◆ What you need to do
Please express the entries, from the start through the line containing "column 6, row 413", as a Markdown table with the columns Row and Line, one row per line and blank lines skipped. Leave the pictures out.

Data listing
+++

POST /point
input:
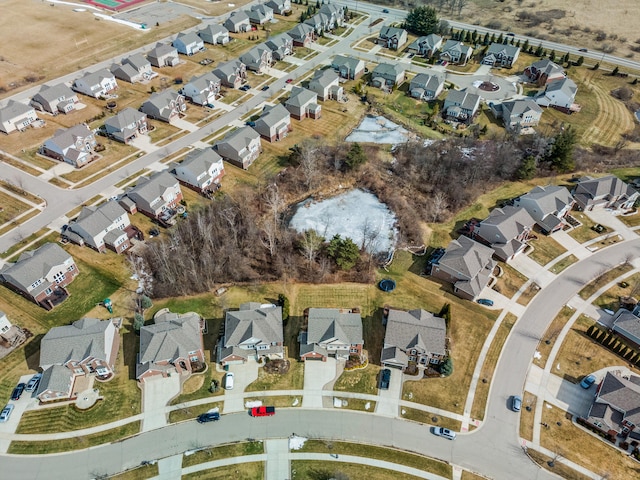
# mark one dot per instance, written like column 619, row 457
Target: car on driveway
column 385, row 379
column 208, row 417
column 17, row 392
column 588, row 381
column 444, row 432
column 6, row 413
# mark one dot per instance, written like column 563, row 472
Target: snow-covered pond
column 356, row 214
column 378, row 130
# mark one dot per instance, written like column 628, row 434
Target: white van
column 228, row 381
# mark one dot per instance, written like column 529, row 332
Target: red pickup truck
column 263, row 411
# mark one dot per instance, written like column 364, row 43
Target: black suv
column 385, row 378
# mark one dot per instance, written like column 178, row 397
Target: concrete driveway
column 316, row 376
column 156, row 394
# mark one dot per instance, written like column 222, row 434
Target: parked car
column 485, row 301
column 444, row 432
column 588, row 381
column 6, row 412
column 208, row 417
column 17, row 392
column 516, row 403
column 385, row 379
column 34, row 382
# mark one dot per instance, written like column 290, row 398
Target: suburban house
column 74, row 145
column 165, row 105
column 461, row 106
column 163, row 55
column 616, row 407
column 156, row 196
column 500, row 55
column 544, row 71
column 281, row 46
column 281, row 7
column 214, row 34
column 254, row 332
column 16, row 116
column 260, row 14
column 173, row 344
column 331, row 332
column 627, row 325
column 392, row 37
column 604, row 192
column 97, row 84
column 414, row 337
column 468, row 265
column 87, row 347
column 274, row 123
column 426, row 46
column 303, row 103
column 454, row 51
column 240, row 147
column 518, row 115
column 326, row 84
column 188, row 43
column 302, row 35
column 202, row 90
column 548, row 206
column 258, row 59
column 126, row 125
column 238, row 22
column 102, row 227
column 41, row 275
column 388, row 75
column 232, row 74
column 56, row 99
column 506, row 230
column 426, row 86
column 559, row 94
column 350, row 68
column 135, row 68
column 201, row 170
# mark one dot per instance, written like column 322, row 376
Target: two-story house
column 74, row 145
column 188, row 43
column 254, row 331
column 413, row 337
column 173, row 344
column 101, row 227
column 331, row 332
column 16, row 116
column 232, row 74
column 201, row 170
column 165, row 105
column 41, row 275
column 87, row 347
column 240, row 147
column 303, row 103
column 466, row 264
column 326, row 84
column 55, row 99
column 127, row 125
column 548, row 206
column 202, row 90
column 274, row 123
column 155, row 196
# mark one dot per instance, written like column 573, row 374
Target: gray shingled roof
column 261, row 325
column 172, row 336
column 82, row 339
column 327, row 324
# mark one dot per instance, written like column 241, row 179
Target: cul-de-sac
column 319, row 239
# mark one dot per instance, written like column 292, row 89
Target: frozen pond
column 356, row 214
column 378, row 130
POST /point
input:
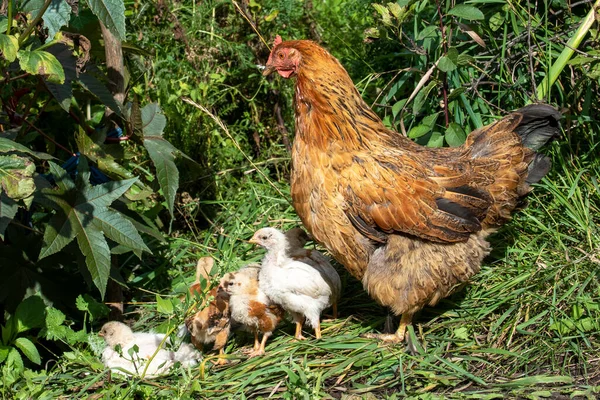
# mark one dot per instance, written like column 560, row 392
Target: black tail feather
column 538, row 168
column 540, row 124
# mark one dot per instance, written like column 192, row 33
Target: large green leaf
column 56, row 16
column 8, row 210
column 161, row 154
column 28, row 348
column 16, row 177
column 9, row 45
column 112, row 15
column 39, row 62
column 82, row 212
column 63, row 92
column 467, row 12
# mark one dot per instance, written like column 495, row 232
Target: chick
column 211, row 323
column 250, row 306
column 297, row 286
column 129, row 360
column 297, row 238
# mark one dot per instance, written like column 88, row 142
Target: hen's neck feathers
column 329, row 108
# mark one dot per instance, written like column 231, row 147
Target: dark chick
column 410, row 222
column 210, row 321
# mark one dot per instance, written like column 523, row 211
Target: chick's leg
column 261, row 348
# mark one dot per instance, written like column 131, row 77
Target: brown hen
column 410, row 222
column 210, row 321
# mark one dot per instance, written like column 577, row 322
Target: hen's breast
column 318, row 202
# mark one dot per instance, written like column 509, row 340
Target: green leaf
column 386, row 16
column 9, row 45
column 455, row 135
column 153, row 120
column 272, row 15
column 4, row 350
column 112, row 15
column 98, row 89
column 163, row 306
column 28, row 348
column 81, row 212
column 8, row 210
column 418, row 131
column 118, row 228
column 421, row 97
column 54, row 320
column 427, row 32
column 30, row 314
column 467, row 12
column 7, row 145
column 56, row 16
column 436, row 140
column 63, row 92
column 161, row 152
column 397, row 107
column 14, row 361
column 496, row 21
column 446, row 64
column 16, row 178
column 39, row 62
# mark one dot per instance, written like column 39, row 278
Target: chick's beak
column 269, row 68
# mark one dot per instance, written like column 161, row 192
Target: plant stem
column 544, row 88
column 9, row 16
column 33, row 23
column 444, row 74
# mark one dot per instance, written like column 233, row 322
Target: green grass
column 526, row 326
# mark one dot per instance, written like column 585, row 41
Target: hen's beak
column 268, row 69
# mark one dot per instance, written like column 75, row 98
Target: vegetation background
column 112, row 186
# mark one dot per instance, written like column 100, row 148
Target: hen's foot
column 256, row 353
column 220, row 361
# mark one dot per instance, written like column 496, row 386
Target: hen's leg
column 393, row 337
column 318, row 329
column 299, row 320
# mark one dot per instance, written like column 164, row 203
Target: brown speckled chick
column 211, row 322
column 250, row 306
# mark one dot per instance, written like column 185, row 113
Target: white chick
column 297, row 238
column 116, row 333
column 298, row 287
column 250, row 307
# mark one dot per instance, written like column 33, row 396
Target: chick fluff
column 117, row 334
column 250, row 307
column 297, row 286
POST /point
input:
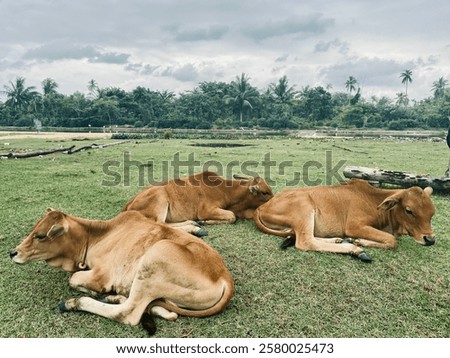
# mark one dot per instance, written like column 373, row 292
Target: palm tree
column 93, row 88
column 282, row 91
column 402, row 99
column 350, row 85
column 49, row 87
column 242, row 95
column 19, row 96
column 439, row 88
column 406, row 77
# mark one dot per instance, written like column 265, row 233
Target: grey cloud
column 323, row 46
column 370, row 71
column 214, row 32
column 185, row 73
column 282, row 58
column 313, row 24
column 142, row 69
column 61, row 51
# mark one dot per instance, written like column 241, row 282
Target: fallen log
column 95, row 146
column 67, row 150
column 402, row 179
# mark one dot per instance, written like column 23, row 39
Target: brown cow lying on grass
column 321, row 218
column 203, row 197
column 149, row 268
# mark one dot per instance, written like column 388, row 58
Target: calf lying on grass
column 322, row 218
column 148, row 268
column 205, row 197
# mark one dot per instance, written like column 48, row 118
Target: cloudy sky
column 176, row 44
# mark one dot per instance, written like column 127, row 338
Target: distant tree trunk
column 402, row 179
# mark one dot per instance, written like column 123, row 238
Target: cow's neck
column 386, row 219
column 88, row 233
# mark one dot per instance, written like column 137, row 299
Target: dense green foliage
column 223, row 105
column 402, row 293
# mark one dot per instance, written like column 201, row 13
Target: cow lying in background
column 205, row 197
column 321, row 218
column 149, row 268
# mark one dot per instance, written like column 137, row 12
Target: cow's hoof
column 201, row 233
column 364, row 257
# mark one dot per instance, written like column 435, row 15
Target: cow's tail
column 288, row 232
column 227, row 294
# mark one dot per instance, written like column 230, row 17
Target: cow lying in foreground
column 149, row 268
column 206, row 197
column 321, row 218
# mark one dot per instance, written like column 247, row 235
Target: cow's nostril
column 429, row 240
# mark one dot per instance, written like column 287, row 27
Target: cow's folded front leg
column 212, row 216
column 371, row 237
column 87, row 282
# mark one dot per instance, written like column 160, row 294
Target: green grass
column 403, row 293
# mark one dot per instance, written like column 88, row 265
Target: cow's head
column 411, row 211
column 256, row 192
column 48, row 241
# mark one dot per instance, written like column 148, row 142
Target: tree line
column 224, row 105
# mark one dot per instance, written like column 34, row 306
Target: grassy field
column 402, row 293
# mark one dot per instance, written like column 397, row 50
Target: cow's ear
column 56, row 230
column 428, row 191
column 388, row 203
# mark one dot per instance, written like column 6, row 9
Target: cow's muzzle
column 429, row 240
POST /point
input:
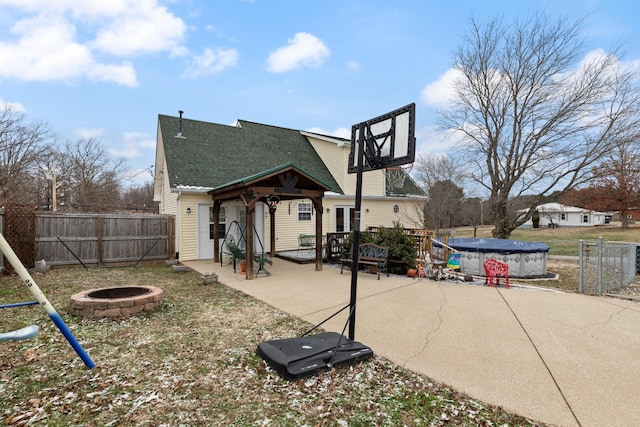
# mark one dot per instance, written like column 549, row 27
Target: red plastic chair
column 493, row 269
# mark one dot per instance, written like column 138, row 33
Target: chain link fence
column 605, row 266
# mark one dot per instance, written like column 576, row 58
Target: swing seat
column 20, row 334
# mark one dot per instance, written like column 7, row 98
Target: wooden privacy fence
column 70, row 238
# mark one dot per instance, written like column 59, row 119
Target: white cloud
column 88, row 132
column 304, row 50
column 438, row 93
column 353, row 66
column 132, row 145
column 70, row 40
column 211, row 62
column 145, row 28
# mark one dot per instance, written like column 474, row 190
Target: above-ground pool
column 525, row 259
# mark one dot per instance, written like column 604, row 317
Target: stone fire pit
column 115, row 302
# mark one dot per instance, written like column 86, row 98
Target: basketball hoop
column 397, row 175
column 273, row 202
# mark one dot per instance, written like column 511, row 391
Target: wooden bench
column 371, row 255
column 493, row 269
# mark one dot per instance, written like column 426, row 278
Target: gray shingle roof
column 211, row 155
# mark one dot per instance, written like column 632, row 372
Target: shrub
column 402, row 247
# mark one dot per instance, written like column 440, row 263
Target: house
column 219, row 180
column 559, row 215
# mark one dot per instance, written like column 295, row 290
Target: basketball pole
column 356, row 235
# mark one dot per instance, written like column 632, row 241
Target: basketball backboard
column 388, row 140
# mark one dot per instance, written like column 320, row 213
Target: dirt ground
column 631, row 291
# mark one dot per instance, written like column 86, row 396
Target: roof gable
column 212, row 155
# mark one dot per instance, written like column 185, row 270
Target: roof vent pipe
column 179, row 134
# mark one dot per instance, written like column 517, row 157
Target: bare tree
column 444, row 205
column 24, row 148
column 440, row 179
column 533, row 113
column 615, row 184
column 91, row 177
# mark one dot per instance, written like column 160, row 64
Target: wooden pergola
column 287, row 182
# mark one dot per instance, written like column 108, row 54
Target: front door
column 345, row 217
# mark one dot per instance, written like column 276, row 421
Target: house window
column 222, row 226
column 304, row 211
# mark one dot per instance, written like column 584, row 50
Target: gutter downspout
column 178, row 226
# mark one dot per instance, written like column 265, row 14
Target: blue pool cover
column 502, row 246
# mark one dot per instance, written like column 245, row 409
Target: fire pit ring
column 115, row 302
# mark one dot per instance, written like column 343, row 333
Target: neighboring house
column 206, row 171
column 559, row 215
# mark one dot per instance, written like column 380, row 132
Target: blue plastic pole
column 43, row 301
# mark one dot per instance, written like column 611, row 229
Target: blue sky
column 106, row 69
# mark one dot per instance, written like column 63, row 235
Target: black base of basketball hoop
column 294, row 358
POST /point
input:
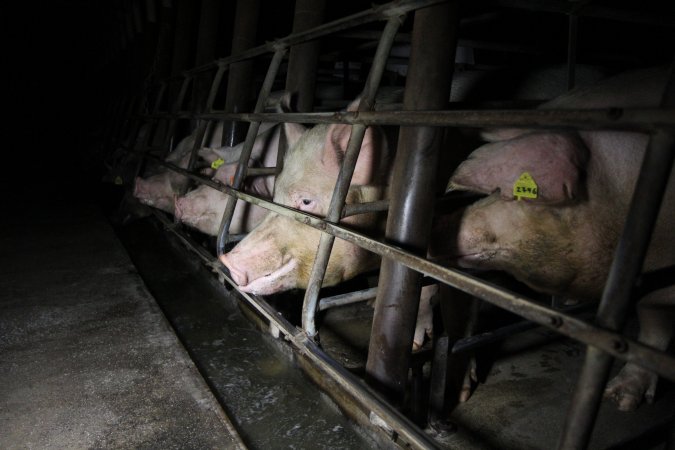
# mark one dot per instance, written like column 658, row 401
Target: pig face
column 278, row 255
column 155, row 191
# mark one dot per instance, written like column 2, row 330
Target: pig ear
column 502, row 134
column 371, row 155
column 548, row 165
column 293, row 131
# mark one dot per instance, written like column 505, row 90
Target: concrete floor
column 87, row 359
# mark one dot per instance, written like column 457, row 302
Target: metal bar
column 374, row 14
column 572, row 34
column 611, row 342
column 238, row 92
column 348, row 382
column 303, row 59
column 363, row 208
column 347, row 299
column 434, row 39
column 311, row 299
column 635, row 119
column 240, row 174
column 626, row 267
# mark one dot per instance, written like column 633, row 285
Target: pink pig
column 562, row 242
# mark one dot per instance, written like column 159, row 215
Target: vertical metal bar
column 206, row 51
column 240, row 174
column 434, row 41
column 626, row 266
column 166, row 146
column 345, row 176
column 239, row 78
column 303, row 58
column 572, row 49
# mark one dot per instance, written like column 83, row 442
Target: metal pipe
column 632, row 119
column 240, row 174
column 240, row 77
column 611, row 342
column 311, row 299
column 206, row 51
column 616, row 298
column 572, row 34
column 401, row 427
column 347, row 299
column 374, row 14
column 434, row 39
column 303, row 59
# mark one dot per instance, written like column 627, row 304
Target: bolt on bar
column 626, row 267
column 242, row 167
column 337, row 203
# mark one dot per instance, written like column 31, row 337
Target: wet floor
column 270, row 401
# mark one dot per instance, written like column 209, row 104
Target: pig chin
column 281, row 279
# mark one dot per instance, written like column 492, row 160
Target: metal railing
column 602, row 338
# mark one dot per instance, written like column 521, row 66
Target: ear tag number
column 525, row 187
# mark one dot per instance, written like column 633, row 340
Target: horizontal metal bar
column 347, row 381
column 647, row 119
column 610, row 342
column 374, row 14
column 353, row 209
column 347, row 299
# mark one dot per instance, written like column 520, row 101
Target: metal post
column 206, row 51
column 627, row 264
column 311, row 299
column 304, row 58
column 409, row 222
column 239, row 79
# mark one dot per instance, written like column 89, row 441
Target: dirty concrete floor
column 87, row 359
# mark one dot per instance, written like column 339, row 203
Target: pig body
column 562, row 242
column 203, row 207
column 160, row 189
column 278, row 255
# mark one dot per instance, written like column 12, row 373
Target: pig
column 203, row 207
column 279, row 253
column 160, row 189
column 561, row 241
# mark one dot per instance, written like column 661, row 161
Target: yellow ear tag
column 525, row 187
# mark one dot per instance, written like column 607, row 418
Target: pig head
column 278, row 254
column 561, row 239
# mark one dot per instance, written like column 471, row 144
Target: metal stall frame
column 601, row 338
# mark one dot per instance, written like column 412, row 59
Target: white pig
column 203, row 207
column 562, row 240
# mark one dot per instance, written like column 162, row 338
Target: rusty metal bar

+++

◆ Answer to the problem
| Row | Line |
|---|---|
| 1 | POST /point |
| 2 | input: |
| 3 | # mark one dot per instance, written like column 619, row 457 |
| 4 | Target: car on driveway |
| 5 | column 385, row 379 |
| 6 | column 208, row 417 |
| 7 | column 17, row 392 |
| 8 | column 588, row 381 |
| 9 | column 444, row 432 |
| 10 | column 6, row 413 |